(Written instruction) Retype the items word for word, from the line containing "Where can the child's camouflage" through the line containing "(1125, 537)", with both of those lines included.

^^^^^^^^^^^^^^^^

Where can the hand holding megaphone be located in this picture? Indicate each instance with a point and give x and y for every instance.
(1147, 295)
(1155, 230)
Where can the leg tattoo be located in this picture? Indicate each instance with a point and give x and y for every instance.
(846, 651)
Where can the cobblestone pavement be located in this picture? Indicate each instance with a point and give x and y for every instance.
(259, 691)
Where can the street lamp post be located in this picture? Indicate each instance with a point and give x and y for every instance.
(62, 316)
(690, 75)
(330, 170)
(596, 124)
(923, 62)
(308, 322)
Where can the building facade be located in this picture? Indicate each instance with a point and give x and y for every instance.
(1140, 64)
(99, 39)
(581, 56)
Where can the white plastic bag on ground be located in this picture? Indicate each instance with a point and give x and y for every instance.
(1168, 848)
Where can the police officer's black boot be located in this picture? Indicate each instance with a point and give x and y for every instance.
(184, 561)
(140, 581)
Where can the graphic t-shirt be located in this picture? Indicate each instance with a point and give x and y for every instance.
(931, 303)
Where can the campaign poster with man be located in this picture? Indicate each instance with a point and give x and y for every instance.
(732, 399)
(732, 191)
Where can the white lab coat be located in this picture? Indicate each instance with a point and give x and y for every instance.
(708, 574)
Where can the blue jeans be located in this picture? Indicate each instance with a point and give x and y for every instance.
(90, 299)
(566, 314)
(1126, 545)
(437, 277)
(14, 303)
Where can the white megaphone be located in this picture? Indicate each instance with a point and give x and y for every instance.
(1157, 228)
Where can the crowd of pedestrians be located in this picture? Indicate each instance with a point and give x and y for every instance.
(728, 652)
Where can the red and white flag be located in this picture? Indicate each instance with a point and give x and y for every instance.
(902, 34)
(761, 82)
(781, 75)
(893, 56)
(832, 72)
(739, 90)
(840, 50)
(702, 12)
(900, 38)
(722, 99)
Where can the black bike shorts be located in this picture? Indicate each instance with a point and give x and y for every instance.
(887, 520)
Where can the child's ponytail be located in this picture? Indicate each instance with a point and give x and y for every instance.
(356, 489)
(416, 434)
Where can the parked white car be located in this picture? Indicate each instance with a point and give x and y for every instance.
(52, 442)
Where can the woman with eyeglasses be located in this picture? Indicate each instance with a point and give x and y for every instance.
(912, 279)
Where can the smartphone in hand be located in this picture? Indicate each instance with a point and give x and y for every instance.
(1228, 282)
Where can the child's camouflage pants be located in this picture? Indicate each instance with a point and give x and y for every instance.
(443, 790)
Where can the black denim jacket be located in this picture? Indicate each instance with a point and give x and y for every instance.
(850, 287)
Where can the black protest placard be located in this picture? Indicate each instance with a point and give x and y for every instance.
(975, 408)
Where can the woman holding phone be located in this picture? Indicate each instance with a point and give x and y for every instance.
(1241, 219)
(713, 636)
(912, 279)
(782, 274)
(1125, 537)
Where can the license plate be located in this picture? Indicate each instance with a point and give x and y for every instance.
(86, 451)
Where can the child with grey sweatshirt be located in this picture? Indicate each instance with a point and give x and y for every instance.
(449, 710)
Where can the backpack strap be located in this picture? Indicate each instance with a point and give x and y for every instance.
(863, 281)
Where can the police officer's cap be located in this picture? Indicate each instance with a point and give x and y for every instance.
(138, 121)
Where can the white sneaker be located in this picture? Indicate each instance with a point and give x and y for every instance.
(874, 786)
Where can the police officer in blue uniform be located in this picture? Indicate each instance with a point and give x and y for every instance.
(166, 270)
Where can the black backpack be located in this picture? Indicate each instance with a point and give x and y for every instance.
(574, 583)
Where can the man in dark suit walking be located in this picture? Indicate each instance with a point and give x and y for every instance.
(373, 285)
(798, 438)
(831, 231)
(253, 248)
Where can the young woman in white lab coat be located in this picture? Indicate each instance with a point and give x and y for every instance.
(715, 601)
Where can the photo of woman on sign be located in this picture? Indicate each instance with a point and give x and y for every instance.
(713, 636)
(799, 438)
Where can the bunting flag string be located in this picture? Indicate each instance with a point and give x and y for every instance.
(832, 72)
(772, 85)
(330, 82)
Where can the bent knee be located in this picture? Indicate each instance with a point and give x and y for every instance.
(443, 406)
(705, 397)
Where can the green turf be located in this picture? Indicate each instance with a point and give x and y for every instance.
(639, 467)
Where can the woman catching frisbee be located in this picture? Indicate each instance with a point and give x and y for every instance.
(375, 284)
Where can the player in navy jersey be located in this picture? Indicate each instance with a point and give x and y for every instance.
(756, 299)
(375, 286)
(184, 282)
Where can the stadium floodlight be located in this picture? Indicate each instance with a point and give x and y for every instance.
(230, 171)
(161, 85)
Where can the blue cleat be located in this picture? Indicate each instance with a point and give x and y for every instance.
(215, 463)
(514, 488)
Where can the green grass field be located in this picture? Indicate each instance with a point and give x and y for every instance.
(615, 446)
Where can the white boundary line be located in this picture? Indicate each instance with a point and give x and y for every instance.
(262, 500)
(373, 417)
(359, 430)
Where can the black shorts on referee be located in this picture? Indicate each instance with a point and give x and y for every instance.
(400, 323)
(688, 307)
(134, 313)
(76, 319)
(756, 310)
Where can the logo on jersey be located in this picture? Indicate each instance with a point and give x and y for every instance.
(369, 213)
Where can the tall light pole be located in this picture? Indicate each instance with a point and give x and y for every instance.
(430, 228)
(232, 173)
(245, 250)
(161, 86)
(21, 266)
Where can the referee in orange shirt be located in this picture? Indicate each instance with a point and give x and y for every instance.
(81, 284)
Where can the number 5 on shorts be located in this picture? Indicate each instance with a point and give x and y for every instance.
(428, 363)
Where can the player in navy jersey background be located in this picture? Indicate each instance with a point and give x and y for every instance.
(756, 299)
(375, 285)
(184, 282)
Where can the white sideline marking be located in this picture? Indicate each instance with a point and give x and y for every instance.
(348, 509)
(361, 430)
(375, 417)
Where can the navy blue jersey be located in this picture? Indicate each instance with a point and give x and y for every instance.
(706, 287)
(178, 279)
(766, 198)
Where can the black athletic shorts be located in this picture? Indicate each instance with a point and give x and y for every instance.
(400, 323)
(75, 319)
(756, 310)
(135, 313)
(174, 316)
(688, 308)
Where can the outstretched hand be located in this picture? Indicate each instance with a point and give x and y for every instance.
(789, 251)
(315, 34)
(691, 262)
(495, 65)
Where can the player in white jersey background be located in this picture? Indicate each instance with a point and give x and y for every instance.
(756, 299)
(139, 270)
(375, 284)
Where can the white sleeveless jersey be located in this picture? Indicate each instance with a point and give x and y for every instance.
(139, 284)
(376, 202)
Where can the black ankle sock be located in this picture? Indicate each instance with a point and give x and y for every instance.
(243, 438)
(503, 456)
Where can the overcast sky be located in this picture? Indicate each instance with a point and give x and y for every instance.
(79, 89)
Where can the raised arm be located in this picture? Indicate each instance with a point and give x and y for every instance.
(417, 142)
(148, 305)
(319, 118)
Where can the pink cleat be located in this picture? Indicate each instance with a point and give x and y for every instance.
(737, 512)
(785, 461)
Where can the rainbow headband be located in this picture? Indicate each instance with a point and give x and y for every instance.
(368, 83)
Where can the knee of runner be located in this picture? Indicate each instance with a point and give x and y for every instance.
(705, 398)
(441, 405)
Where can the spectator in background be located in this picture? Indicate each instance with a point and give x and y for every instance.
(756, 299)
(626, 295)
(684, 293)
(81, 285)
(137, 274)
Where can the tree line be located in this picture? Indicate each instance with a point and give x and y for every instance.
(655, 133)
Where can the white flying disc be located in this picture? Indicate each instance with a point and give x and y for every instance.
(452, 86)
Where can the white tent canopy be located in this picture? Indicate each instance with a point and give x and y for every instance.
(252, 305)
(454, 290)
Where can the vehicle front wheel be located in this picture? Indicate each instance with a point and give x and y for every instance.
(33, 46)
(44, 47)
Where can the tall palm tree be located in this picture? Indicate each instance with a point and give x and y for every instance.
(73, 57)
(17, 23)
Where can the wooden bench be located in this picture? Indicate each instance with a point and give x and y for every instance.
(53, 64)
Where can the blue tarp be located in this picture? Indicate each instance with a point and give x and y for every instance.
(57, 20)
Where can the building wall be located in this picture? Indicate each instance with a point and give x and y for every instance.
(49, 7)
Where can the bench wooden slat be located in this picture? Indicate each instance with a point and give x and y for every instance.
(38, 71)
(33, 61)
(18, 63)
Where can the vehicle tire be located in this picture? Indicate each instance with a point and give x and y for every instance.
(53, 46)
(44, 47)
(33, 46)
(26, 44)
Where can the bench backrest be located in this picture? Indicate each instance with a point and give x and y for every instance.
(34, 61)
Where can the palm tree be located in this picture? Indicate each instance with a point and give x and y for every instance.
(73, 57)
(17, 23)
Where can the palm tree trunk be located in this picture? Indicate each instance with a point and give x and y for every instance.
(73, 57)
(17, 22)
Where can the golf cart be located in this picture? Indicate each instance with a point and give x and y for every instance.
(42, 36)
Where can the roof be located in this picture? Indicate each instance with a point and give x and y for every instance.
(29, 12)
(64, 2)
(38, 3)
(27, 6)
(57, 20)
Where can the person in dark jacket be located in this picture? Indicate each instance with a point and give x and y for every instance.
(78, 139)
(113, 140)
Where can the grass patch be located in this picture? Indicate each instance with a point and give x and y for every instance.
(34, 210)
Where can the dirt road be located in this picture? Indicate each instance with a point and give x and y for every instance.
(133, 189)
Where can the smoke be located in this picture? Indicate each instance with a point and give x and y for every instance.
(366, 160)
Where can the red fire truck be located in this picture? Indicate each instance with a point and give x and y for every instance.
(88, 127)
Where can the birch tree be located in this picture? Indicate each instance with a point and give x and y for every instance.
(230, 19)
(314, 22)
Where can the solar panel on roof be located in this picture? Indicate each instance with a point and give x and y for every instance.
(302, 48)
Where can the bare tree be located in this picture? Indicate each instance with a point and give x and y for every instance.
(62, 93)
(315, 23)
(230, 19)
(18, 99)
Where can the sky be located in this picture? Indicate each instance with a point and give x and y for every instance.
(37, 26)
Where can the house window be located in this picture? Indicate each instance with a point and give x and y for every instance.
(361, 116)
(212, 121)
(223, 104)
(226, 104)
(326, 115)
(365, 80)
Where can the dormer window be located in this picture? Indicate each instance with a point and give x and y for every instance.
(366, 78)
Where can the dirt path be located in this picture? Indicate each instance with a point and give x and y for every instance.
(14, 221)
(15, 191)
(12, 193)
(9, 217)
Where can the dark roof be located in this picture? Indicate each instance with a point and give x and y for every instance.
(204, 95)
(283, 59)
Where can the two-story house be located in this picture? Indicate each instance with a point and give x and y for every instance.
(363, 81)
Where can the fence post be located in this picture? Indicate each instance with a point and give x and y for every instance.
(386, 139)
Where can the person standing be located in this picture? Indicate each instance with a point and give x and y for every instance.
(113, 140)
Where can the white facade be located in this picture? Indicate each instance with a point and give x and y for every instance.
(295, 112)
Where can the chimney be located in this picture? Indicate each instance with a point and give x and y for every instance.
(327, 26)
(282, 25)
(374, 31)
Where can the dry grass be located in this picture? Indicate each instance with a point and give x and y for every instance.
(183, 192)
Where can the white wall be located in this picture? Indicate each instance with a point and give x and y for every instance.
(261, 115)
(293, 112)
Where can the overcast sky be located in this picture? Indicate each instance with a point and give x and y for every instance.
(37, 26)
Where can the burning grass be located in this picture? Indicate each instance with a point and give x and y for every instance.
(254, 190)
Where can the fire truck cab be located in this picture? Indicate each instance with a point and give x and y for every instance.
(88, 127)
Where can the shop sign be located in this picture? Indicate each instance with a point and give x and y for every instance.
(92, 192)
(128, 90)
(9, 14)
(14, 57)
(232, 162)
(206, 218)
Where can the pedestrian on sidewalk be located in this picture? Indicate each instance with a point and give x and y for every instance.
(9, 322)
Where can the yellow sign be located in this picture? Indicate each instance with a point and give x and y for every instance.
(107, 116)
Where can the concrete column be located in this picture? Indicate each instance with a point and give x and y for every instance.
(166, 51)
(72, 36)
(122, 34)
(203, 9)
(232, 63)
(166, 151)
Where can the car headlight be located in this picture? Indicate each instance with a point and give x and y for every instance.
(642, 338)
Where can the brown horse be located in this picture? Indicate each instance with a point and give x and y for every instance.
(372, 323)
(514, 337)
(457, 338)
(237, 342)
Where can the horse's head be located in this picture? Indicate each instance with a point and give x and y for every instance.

^^^^^^^^^^^^^^^^

(Exercise output)
Where can the child's camouflage pants be located in this picture? Indicate each instance with a point and give x and y for every instance.
(443, 790)
Where can the black denim jacket be located in this picture? Indicate each instance with a point and give x and y for every instance.
(850, 287)
Where can the black protest placard be located in this picture? Indicate each instance with a point and give x and y for every instance.
(975, 408)
Where can the woman holding phone be located in this picture? Indicate each instance with a point and give x and y for every instance.
(1241, 219)
(713, 636)
(912, 279)
(782, 274)
(1125, 537)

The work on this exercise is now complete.